Task statement: All lines before the one containing "[[700, 554]]", plus that line itself, are to be printed exactly as they appear below.

Source material:
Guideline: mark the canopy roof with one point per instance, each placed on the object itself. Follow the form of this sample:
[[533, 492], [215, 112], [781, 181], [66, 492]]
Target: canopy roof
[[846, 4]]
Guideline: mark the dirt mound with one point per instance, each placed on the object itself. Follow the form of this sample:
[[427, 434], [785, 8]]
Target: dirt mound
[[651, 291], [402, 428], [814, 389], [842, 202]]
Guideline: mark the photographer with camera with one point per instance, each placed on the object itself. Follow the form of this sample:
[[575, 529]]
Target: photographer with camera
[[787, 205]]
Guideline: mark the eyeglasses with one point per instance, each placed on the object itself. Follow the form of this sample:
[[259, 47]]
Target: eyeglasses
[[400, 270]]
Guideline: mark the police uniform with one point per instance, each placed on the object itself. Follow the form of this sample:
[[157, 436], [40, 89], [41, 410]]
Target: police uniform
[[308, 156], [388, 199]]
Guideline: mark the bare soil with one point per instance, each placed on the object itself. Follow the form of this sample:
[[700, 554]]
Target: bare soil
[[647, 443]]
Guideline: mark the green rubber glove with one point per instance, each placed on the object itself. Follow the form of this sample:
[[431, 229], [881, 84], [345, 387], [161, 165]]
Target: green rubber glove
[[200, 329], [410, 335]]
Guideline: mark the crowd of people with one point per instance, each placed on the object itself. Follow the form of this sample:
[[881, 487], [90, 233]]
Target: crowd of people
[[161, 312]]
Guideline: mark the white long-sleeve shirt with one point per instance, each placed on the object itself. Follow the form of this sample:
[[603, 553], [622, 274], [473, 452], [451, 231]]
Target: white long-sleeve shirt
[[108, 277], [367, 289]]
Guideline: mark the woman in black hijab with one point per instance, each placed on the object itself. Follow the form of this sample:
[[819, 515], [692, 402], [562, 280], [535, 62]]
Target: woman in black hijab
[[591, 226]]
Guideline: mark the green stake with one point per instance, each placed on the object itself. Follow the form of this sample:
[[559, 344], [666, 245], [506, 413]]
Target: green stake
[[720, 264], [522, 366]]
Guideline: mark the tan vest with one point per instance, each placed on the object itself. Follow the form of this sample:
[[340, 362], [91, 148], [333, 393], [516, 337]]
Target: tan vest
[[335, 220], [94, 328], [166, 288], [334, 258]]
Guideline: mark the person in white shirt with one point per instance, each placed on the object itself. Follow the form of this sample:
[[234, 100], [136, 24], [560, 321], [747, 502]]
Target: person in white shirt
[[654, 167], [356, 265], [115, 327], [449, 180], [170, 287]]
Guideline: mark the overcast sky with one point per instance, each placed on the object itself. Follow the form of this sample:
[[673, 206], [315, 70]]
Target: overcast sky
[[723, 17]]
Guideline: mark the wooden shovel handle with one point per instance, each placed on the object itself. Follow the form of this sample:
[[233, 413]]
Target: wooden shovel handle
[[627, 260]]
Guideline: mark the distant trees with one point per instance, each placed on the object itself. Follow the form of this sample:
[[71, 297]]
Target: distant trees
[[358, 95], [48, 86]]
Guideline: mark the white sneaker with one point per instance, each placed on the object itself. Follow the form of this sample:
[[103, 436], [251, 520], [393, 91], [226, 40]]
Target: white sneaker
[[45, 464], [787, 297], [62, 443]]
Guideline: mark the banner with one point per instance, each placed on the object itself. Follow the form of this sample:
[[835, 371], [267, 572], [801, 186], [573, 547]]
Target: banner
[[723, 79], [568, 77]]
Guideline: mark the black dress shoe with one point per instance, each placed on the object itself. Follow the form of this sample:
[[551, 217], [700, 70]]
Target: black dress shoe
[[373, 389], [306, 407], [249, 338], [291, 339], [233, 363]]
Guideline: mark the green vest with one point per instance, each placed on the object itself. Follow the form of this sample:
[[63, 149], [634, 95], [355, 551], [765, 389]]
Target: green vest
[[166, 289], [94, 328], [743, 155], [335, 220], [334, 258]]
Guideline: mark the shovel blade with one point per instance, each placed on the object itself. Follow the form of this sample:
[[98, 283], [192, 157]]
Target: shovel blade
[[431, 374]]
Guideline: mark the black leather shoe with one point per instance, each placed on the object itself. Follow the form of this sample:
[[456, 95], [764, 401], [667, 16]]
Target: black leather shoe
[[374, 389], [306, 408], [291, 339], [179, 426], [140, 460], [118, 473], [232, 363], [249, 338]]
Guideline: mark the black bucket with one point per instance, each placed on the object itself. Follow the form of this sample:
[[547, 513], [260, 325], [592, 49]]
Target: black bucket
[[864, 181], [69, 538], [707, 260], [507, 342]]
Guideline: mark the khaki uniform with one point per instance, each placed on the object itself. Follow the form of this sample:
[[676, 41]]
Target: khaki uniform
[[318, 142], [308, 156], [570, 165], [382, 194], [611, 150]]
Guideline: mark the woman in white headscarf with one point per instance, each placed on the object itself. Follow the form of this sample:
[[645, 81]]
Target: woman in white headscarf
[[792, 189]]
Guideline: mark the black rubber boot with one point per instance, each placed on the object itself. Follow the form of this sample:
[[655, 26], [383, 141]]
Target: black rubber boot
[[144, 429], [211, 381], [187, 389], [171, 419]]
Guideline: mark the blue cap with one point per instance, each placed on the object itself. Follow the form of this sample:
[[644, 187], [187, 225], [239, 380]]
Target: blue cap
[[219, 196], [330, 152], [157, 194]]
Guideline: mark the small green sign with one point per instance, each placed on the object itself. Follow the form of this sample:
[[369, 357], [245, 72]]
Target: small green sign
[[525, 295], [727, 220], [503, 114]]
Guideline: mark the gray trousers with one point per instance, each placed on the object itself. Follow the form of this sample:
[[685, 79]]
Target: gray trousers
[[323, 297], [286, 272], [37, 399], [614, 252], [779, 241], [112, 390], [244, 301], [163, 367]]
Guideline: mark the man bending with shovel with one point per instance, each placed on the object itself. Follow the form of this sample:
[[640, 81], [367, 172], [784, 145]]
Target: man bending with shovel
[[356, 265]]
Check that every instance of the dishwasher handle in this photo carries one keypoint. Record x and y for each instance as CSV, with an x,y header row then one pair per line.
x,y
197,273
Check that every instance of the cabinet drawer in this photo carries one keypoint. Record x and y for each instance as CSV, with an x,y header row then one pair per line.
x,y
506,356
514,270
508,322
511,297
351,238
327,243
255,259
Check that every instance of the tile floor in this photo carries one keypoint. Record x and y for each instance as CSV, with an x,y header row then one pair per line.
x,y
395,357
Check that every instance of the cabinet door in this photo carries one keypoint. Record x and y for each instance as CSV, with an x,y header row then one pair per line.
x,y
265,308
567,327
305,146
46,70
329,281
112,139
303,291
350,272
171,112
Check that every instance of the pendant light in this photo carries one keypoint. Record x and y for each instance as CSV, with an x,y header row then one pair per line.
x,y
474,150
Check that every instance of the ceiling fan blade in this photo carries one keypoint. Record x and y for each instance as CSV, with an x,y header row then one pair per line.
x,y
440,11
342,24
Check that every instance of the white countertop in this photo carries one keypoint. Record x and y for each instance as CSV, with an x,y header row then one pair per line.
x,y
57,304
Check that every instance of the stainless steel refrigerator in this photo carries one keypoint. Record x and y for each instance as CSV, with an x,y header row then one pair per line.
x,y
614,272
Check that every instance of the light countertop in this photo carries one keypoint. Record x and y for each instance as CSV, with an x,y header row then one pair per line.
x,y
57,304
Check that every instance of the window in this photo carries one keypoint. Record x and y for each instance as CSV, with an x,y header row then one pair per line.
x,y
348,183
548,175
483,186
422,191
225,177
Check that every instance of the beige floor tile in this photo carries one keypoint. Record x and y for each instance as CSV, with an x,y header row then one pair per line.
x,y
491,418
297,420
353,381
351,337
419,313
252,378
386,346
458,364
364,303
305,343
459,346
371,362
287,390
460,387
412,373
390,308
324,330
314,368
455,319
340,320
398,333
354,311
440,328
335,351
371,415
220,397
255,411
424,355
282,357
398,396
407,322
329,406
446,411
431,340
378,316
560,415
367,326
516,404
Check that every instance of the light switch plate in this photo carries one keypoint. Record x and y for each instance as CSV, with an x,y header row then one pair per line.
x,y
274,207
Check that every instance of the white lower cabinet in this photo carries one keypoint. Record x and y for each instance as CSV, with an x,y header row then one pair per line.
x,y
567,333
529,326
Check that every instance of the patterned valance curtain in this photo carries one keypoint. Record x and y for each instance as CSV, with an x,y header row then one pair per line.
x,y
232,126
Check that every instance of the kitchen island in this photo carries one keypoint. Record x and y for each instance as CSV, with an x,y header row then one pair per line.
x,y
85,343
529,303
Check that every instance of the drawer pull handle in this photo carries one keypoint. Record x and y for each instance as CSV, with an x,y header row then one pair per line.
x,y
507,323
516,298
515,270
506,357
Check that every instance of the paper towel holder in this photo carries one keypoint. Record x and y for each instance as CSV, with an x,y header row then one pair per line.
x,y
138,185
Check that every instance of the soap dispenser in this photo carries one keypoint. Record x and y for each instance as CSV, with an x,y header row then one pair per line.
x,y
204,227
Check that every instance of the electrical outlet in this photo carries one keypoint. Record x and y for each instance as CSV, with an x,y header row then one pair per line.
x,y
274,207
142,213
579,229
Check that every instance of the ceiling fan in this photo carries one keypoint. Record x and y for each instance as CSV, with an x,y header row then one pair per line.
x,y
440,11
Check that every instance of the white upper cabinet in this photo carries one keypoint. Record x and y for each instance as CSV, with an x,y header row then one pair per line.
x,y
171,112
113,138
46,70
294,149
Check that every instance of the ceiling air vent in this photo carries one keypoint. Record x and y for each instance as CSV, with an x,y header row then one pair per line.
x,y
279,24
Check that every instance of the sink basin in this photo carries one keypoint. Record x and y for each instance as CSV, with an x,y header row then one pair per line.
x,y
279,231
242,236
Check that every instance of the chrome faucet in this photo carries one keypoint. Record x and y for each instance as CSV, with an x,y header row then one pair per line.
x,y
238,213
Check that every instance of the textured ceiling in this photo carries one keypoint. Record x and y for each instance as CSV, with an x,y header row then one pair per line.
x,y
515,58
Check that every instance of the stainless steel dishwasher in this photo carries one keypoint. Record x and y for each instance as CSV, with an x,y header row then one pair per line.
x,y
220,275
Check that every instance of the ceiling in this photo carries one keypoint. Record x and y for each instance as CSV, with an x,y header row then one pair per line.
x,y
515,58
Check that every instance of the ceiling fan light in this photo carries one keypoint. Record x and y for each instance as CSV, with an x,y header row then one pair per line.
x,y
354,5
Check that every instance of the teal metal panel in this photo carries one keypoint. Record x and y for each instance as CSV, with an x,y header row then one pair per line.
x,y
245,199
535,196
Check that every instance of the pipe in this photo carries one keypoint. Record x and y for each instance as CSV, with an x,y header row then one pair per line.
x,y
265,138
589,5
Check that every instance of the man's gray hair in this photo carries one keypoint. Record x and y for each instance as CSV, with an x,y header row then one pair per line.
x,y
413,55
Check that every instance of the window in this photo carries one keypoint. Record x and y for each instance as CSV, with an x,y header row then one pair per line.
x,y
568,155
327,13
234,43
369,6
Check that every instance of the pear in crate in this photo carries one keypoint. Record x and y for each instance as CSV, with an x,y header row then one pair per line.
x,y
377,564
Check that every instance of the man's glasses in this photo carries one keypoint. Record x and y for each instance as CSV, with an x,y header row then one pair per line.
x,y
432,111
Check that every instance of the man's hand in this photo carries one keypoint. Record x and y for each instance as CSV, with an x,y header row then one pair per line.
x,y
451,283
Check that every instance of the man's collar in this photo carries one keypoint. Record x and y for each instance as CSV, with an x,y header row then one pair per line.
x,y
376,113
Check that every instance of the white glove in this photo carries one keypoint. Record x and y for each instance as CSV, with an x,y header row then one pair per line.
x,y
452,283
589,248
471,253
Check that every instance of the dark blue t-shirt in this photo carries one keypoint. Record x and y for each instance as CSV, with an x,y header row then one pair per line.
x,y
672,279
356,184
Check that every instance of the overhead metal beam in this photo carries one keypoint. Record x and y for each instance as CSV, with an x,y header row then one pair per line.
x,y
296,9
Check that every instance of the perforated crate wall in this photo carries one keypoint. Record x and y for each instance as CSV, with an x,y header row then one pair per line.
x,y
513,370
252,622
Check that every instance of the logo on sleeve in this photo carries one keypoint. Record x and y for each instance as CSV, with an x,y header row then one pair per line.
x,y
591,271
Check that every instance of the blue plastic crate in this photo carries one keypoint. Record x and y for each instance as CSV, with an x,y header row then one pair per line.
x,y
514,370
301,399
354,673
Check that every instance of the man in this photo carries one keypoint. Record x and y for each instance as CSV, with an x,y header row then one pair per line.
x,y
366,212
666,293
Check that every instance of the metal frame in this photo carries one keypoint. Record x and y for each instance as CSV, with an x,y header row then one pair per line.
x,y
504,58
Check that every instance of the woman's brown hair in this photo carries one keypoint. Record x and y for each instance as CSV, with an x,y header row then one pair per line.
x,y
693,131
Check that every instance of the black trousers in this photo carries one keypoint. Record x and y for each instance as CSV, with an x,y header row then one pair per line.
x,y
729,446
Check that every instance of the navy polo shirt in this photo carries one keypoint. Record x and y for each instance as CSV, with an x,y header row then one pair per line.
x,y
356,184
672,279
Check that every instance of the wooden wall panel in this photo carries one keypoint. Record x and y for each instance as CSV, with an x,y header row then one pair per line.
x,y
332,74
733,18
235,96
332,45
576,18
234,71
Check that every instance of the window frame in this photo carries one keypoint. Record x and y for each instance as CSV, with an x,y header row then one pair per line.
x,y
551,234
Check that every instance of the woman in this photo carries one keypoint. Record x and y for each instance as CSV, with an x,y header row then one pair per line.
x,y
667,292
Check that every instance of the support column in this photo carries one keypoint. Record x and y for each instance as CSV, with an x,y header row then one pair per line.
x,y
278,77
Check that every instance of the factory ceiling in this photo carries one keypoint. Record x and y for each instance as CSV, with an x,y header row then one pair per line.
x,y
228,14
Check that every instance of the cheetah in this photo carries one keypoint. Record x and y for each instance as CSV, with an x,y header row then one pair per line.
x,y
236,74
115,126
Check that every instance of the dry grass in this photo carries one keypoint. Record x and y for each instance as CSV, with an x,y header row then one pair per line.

Solution for this problem:
Guideline: mark the canopy roof with one point per instance, each placed on the object itself. Follow the form of this sample:
[[533, 492], [215, 112], [781, 181], [66, 492]]
Target: canopy roof
[[846, 4]]
Guideline: mark the dirt mound with one point per instance, each placed on the object itself. Follow the form of this sample:
[[427, 434], [785, 8]]
Target: dirt mound
[[651, 291], [402, 428], [814, 389], [842, 202]]
Guideline: mark the photographer with camera with one point per instance, each placed on the object itself. Follow the form of this sample:
[[575, 529]]
Target: photographer with camera
[[787, 205]]
Guideline: mark the eyeglasses with one point per instance, each placed on the object itself. Follow the form of this sample:
[[259, 47]]
Target: eyeglasses
[[400, 270]]
Guideline: mark the police uniform with one point per instance, each placed on the object itself. Follow the form of this sample:
[[157, 436], [40, 89], [41, 410]]
Target: police uniform
[[308, 156], [388, 199]]
Guideline: mark the bare soil with one point per instance, each placed on the object itself. Follow the form of this sample:
[[700, 554]]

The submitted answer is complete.